(AIM) Return each line below that contains the word "frame", copying each one in full without changes.

(DATA SUPPLIED)

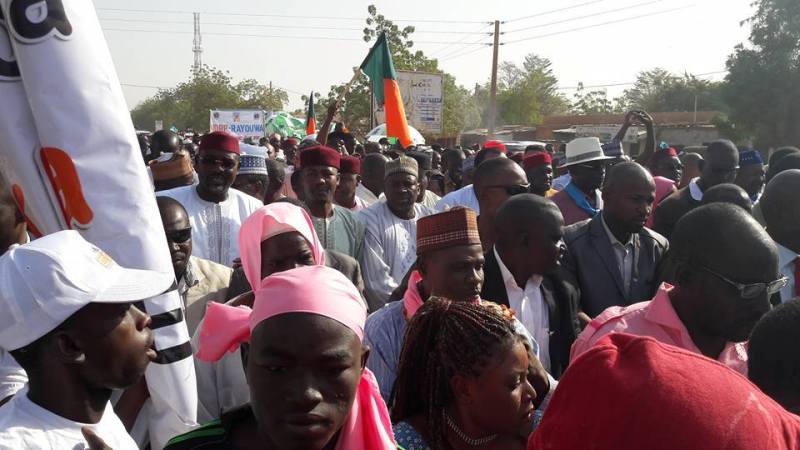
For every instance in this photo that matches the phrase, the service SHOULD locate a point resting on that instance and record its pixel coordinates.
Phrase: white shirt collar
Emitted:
(694, 190)
(785, 256)
(508, 278)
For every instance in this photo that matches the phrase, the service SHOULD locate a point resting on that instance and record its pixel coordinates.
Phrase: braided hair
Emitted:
(443, 339)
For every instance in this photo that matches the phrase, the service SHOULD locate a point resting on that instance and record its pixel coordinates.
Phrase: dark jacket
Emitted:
(345, 264)
(562, 307)
(671, 209)
(592, 266)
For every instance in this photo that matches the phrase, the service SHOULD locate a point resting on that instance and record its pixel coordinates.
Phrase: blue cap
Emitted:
(750, 158)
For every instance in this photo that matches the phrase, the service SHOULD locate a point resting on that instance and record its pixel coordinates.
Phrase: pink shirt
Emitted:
(657, 319)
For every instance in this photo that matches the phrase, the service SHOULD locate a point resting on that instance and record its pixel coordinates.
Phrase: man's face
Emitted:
(544, 244)
(319, 183)
(719, 169)
(506, 183)
(629, 203)
(252, 185)
(346, 191)
(455, 273)
(283, 252)
(116, 341)
(751, 179)
(424, 181)
(302, 387)
(588, 176)
(671, 168)
(401, 190)
(216, 171)
(724, 312)
(178, 230)
(540, 179)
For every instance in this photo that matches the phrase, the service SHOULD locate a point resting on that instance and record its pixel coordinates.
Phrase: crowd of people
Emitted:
(367, 297)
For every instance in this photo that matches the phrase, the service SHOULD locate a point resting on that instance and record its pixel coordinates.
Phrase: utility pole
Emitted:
(493, 93)
(197, 48)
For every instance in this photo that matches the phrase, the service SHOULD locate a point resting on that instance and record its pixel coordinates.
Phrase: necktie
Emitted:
(797, 277)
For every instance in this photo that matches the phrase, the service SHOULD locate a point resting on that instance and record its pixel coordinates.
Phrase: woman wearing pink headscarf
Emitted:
(305, 364)
(277, 237)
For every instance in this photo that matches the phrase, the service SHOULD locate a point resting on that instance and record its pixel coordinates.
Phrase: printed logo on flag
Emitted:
(33, 21)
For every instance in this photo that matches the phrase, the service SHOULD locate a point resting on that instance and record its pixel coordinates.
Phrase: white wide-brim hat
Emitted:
(583, 150)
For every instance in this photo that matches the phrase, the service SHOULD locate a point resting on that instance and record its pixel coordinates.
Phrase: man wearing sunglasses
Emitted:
(720, 166)
(496, 180)
(720, 291)
(199, 280)
(215, 210)
(586, 162)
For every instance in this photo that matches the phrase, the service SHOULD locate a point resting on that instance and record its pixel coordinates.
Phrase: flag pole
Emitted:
(322, 134)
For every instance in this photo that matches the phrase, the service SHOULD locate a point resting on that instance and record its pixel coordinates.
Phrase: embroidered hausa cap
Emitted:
(403, 164)
(319, 155)
(458, 226)
(220, 140)
(583, 150)
(45, 282)
(537, 159)
(253, 160)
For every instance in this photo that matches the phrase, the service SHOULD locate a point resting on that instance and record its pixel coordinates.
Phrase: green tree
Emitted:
(528, 92)
(662, 91)
(187, 104)
(459, 109)
(591, 102)
(762, 83)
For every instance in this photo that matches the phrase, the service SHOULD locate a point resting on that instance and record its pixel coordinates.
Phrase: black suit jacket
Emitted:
(592, 266)
(562, 308)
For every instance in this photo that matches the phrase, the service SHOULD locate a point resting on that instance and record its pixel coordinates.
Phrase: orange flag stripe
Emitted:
(396, 125)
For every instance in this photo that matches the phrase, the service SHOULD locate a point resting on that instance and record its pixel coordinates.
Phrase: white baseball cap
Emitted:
(583, 150)
(45, 282)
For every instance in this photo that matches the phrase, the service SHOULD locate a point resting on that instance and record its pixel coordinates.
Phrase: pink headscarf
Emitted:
(313, 290)
(272, 220)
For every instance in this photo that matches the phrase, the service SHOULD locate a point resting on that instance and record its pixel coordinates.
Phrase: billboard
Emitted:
(423, 100)
(245, 123)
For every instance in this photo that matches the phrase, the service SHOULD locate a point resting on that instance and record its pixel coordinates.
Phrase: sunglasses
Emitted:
(513, 189)
(180, 236)
(752, 290)
(225, 163)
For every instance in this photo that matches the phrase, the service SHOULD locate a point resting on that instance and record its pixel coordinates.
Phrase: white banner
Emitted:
(245, 123)
(88, 165)
(423, 100)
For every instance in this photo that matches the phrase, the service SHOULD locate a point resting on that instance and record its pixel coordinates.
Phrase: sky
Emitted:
(310, 45)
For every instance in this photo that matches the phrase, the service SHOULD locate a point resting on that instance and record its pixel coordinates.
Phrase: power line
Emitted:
(176, 22)
(599, 24)
(324, 38)
(280, 16)
(572, 19)
(552, 11)
(630, 83)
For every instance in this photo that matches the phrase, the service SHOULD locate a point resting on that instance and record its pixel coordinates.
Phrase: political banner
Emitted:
(88, 166)
(423, 100)
(245, 123)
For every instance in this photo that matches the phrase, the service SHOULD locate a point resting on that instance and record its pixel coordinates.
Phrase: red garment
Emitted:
(634, 393)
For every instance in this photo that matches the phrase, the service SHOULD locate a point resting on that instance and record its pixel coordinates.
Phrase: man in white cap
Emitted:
(586, 162)
(390, 244)
(252, 177)
(67, 317)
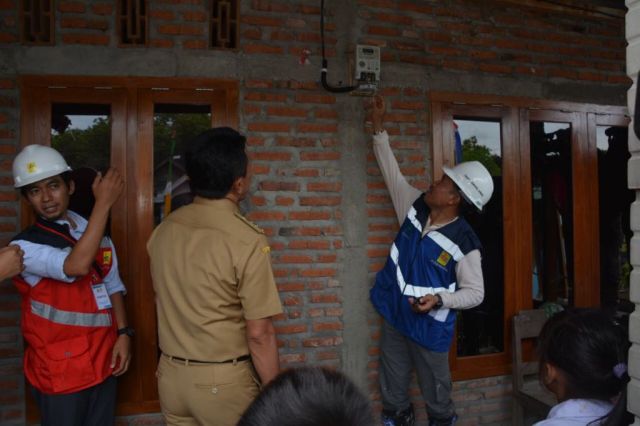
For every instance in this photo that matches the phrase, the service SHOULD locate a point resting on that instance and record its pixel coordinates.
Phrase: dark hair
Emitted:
(66, 178)
(309, 396)
(214, 160)
(590, 349)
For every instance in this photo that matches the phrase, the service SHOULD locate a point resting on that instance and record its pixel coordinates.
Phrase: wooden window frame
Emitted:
(515, 114)
(132, 100)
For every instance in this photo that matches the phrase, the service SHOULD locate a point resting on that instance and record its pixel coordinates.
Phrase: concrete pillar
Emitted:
(633, 66)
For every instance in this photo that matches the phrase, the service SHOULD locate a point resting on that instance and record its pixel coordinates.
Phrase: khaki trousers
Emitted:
(205, 394)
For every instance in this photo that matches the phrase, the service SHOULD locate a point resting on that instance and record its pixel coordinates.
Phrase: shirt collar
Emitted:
(220, 203)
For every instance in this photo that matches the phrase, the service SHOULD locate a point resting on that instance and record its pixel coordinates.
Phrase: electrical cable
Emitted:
(323, 74)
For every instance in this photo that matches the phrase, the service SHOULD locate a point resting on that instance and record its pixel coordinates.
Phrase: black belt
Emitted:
(195, 361)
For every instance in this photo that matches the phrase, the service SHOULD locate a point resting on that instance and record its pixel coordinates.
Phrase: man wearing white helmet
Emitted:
(433, 269)
(73, 315)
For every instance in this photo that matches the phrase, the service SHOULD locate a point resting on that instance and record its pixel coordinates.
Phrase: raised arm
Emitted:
(106, 190)
(401, 192)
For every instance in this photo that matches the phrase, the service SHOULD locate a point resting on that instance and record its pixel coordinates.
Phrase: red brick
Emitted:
(262, 21)
(8, 38)
(265, 215)
(6, 84)
(94, 24)
(324, 187)
(161, 43)
(286, 112)
(280, 35)
(179, 29)
(269, 127)
(320, 201)
(71, 7)
(194, 16)
(322, 341)
(297, 142)
(291, 329)
(327, 272)
(307, 172)
(262, 48)
(265, 97)
(7, 4)
(292, 358)
(308, 98)
(279, 186)
(195, 44)
(309, 215)
(495, 68)
(252, 34)
(7, 149)
(327, 326)
(319, 156)
(90, 39)
(162, 15)
(102, 9)
(284, 201)
(308, 244)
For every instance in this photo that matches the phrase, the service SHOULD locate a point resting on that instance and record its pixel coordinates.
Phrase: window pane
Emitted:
(174, 125)
(615, 229)
(82, 134)
(480, 330)
(552, 213)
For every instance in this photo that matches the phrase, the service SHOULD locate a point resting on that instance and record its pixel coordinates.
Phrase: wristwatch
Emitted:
(129, 331)
(438, 304)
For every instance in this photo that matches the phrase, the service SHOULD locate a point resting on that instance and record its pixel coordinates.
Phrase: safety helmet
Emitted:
(37, 162)
(474, 181)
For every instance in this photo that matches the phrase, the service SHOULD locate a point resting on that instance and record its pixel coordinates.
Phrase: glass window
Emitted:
(480, 330)
(615, 199)
(552, 213)
(174, 125)
(82, 134)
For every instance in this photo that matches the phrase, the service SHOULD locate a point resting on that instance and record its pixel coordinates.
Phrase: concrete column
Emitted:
(633, 66)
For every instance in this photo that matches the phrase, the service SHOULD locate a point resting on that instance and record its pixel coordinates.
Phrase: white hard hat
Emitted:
(37, 162)
(474, 181)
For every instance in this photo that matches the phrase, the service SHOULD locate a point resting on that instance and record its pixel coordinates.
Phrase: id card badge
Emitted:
(102, 297)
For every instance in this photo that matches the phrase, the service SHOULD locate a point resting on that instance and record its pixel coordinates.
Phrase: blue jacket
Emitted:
(418, 266)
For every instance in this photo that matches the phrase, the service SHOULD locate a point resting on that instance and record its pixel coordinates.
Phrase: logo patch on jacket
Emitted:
(444, 258)
(106, 257)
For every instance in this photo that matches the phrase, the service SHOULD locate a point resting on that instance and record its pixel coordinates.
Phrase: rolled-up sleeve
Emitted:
(470, 292)
(41, 260)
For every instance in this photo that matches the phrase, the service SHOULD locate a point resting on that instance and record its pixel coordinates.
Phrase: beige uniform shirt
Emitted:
(211, 272)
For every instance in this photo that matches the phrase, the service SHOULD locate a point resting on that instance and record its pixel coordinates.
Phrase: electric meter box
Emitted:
(367, 69)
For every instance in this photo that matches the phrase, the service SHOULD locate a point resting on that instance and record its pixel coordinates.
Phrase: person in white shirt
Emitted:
(583, 361)
(73, 315)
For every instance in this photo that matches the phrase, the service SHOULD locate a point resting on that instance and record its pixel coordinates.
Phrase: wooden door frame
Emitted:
(517, 227)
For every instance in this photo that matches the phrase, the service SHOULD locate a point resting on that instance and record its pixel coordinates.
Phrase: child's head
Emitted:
(583, 354)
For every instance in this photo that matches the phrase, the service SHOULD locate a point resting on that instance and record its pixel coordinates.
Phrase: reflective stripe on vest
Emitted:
(59, 316)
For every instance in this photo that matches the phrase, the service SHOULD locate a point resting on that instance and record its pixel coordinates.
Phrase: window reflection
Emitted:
(174, 125)
(82, 134)
(480, 330)
(615, 230)
(552, 213)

(THE REPLY)
Phrase: wooden window frame
Phrase: wooden door frame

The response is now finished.